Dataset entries
---*---

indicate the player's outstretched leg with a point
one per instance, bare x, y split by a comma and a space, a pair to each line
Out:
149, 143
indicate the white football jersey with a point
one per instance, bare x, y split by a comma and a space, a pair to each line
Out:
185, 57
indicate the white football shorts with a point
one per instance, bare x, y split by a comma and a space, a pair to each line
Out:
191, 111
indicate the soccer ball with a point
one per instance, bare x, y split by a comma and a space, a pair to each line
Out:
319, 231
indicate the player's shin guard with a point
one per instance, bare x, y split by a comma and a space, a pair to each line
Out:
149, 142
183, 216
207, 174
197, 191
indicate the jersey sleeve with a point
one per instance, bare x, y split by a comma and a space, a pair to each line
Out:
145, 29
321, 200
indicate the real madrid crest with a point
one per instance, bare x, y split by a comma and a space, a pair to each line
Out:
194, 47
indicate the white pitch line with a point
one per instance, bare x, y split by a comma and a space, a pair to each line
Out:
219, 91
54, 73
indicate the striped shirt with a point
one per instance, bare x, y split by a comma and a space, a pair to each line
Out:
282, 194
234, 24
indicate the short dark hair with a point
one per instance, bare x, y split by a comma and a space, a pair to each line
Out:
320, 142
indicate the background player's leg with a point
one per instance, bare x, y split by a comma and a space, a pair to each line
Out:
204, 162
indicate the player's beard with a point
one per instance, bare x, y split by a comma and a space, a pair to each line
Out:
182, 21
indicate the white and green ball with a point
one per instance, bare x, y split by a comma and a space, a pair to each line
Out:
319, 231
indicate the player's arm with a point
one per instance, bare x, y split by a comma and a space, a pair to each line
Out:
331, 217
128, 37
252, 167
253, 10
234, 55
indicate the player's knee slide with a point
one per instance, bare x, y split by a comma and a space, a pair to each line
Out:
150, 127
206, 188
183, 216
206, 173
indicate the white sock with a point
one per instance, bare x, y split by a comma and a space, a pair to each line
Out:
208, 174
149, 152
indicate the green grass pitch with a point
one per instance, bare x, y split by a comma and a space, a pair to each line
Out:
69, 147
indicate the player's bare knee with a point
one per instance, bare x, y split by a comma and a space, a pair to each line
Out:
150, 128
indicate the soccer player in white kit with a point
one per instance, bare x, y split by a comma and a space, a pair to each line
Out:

---*---

** JOB **
Turn every line of the records above into a numbered list, leaving out any blank lines.

** RESPONSE TO THE TASK **
1. indicate the player's outstretched leg with a point
2. one per instance, bare x, y split by a comma and a space, a pair to each line
3. Out:
4. 149, 143
5. indicate the white football jersey with a point
6. one per instance, bare x, y split by a comma and a space, a pair to each line
7. Out:
8. 185, 57
9. indicate the white football shorts with a point
10. one per instance, bare x, y split by a comma and a space, a pair to each line
11. Out:
12. 191, 111
13. indicate the soccer ball with a point
14. one per instance, bare x, y split by a comma and a space, a pair to each line
15. Out:
16. 319, 231
17. indicate the player's shin guard with a point
18. one per instance, bare x, y split by a comma and a space, a pair to each line
19. Out:
20. 149, 142
21. 183, 216
22. 207, 174
23. 197, 191
24. indicate the jersey sleeve with a point
25. one per instance, bare x, y split by a comma and a space, a pair to each line
26. Out:
27. 145, 29
28. 321, 200
29. indicate the real madrid crest with a point
30. one per instance, bare x, y split by a comma and a space, a pair to each line
31. Out:
32. 194, 47
33. indicate the white pitch line with a point
34. one per instance, bare x, y split by a comma and a space, a pair to each line
35. Out:
36. 219, 91
37. 54, 73
38. indicate the striped shirt with a point
39. one per instance, bare x, y split by a comma and a space, a pair to each line
40. Out:
41. 282, 194
42. 234, 24
43. indicate the short dark hair with a point
44. one per instance, bare x, y split by a comma and a space, a pair to each line
45. Out:
46. 320, 142
47. indicate the background player's leg with a point
48. one per instance, bare x, y split by a comma and a space, a pair to each line
49. Out:
50. 204, 162
51. indicate the player's beard with a point
52. one per instance, bare x, y split by a comma and a space, a pair to each line
53. Out:
54. 182, 21
55. indicate the white and green ball with a point
56. one per instance, bare x, y split by a comma and a space, a pair to each line
57. Out:
58. 319, 231
59. indicate the player's arm with a point
60. one per instance, bare x, y split by a comma and a space, a pair to each line
61. Out:
62. 331, 217
63. 128, 37
64. 252, 167
65. 253, 10
66. 234, 55
67. indicate the player's knee slide with a point
68. one per instance, bare x, y split by a comma and a space, a pair to each line
69. Out:
70. 150, 127
71. 206, 188
72. 183, 216
73. 206, 173
74. indicate the white sock with a point
75. one per instance, bare x, y split by a comma and a space, a pair to each line
76. Out:
77. 208, 174
78. 149, 152
79. indicate the green grass pitch with a point
80. one per instance, bare x, y split by a comma and a space, a pair to each line
81. Out:
82. 69, 147
83. indicate the player's bare knee with a point
84. one per instance, bare x, y split by a comma and a space, a pair to each line
85. Out:
86. 150, 128
87. indicate the soccer player in white kit with a point
88. one per instance, bare x, y split by a comma and a space, a pair to each line
89. Out:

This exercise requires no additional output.